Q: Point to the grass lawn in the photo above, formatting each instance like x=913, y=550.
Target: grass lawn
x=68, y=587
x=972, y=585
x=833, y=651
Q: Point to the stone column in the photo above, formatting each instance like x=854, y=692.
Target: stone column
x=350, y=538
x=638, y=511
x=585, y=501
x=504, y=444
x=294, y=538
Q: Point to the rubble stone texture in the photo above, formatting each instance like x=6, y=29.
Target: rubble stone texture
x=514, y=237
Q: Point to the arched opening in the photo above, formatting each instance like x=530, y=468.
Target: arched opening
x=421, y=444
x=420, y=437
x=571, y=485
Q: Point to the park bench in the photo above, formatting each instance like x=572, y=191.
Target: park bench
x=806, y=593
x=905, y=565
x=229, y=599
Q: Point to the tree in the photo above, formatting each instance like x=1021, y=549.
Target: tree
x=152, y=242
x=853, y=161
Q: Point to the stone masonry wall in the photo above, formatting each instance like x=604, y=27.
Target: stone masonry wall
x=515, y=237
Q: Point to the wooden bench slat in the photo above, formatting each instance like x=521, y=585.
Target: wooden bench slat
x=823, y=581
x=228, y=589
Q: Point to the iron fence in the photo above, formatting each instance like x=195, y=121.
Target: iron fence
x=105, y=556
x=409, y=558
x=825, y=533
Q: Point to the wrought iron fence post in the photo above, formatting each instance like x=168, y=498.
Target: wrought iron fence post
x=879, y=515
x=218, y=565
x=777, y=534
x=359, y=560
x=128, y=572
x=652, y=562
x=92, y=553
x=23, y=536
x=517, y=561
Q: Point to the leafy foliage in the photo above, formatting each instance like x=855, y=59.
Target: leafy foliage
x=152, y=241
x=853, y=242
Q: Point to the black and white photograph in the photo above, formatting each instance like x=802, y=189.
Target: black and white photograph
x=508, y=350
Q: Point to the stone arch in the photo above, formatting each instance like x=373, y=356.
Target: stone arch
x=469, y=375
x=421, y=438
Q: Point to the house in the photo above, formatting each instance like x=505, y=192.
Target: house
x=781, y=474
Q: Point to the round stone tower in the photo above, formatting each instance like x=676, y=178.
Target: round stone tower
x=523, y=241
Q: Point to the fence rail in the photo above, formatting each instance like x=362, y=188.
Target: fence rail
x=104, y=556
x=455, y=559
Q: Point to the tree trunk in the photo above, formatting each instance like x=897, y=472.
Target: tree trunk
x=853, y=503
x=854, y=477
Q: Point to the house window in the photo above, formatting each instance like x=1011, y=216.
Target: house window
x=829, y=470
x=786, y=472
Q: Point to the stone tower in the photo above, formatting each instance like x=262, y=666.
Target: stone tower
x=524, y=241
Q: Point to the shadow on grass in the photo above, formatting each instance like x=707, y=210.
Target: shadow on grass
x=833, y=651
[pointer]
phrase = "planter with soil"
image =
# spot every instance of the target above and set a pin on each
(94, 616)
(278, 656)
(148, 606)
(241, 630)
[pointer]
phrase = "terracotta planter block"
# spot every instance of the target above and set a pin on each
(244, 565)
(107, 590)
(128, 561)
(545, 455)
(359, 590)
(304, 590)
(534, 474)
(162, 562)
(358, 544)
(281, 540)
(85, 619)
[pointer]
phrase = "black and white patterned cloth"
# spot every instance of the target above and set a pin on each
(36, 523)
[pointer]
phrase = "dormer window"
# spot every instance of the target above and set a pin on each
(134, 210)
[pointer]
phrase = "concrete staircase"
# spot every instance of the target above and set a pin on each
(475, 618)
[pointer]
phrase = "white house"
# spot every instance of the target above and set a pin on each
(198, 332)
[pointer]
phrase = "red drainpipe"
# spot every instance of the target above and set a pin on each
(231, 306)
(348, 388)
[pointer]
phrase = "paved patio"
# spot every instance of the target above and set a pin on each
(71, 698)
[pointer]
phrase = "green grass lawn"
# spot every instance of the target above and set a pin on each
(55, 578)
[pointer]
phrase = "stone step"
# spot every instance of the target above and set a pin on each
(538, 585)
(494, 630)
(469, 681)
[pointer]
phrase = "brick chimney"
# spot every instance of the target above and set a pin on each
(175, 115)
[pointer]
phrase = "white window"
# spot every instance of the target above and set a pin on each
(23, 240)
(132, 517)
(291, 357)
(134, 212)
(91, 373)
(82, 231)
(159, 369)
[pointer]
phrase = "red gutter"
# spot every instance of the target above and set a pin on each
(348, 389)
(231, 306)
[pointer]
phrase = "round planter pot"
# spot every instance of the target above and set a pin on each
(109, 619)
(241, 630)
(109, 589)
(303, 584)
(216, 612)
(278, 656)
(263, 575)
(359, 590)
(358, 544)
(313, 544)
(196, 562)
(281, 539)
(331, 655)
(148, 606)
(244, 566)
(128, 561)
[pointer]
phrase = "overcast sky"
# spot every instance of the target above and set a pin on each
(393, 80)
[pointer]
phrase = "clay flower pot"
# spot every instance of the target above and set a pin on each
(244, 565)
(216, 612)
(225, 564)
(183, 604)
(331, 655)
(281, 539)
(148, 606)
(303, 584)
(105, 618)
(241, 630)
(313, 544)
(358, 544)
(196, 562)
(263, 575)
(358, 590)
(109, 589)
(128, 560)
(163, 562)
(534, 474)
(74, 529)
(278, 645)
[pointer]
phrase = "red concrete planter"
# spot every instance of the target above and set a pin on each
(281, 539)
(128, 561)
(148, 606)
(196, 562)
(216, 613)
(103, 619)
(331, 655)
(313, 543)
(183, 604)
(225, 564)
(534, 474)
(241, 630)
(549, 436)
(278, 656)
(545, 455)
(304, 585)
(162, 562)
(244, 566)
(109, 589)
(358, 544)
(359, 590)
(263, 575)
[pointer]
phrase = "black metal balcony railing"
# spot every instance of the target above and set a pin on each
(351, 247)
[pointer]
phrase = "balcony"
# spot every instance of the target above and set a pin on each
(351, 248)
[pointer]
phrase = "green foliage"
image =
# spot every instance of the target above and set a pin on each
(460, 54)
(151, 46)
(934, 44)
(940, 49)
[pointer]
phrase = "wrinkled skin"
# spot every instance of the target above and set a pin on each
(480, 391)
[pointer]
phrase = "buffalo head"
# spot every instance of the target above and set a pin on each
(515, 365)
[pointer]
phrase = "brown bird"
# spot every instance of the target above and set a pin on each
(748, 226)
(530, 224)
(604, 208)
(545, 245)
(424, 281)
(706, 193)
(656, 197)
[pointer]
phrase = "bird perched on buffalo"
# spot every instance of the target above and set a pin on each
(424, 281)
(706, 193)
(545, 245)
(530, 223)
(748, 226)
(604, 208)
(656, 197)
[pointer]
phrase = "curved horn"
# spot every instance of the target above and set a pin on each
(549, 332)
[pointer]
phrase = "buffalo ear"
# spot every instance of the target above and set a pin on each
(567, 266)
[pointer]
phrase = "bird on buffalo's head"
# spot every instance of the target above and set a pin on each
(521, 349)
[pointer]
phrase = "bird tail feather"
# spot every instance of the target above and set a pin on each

*****

- Work order
Go through the entries above, and wherever a line holds the word "concrete", copy that line.

- Written solution
phrase = "concrete staircase"
phrase = "red concrete planter"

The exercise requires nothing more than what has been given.